Referring expression pointing data:
- Opening Delimiter -
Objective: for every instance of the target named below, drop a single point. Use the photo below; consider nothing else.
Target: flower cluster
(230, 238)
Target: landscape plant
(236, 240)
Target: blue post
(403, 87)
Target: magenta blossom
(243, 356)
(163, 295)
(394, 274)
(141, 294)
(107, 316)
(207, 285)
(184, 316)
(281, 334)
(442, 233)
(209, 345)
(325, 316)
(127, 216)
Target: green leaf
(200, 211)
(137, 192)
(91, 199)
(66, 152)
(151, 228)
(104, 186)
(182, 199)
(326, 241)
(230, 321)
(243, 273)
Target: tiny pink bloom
- Closing Delimiter -
- Opening Delimiter -
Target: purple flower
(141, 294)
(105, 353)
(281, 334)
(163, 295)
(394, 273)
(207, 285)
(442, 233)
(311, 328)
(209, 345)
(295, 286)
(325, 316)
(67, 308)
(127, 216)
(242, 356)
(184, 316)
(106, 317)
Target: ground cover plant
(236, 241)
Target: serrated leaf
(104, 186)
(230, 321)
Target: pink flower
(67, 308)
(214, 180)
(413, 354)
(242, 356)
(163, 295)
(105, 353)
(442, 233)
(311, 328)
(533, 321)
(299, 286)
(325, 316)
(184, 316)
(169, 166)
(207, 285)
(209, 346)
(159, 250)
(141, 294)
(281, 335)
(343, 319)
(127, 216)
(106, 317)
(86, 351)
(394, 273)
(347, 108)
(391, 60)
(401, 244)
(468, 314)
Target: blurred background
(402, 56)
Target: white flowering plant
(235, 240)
- Closing Delimiter -
Description of the task: With the line holding "Objective: for every" as the first and the line holding "Target: tiny pink bloom" as the last, set down that range of the entries above exactly, and nothing else.

Task result:
Objective: for every instance of the target named below, drop a single point. Use the photo below; consider nothing else.
Target: flower cluster
(230, 238)
Target: landscape plant
(236, 240)
Target: blue post
(403, 87)
Target: magenta blossom
(243, 356)
(163, 295)
(394, 274)
(141, 294)
(107, 316)
(207, 285)
(184, 316)
(281, 334)
(442, 233)
(209, 345)
(325, 316)
(127, 216)
Target: green leaf
(200, 211)
(137, 192)
(91, 199)
(66, 152)
(151, 228)
(104, 186)
(182, 199)
(326, 241)
(230, 321)
(243, 273)
Target: tiny pink bloom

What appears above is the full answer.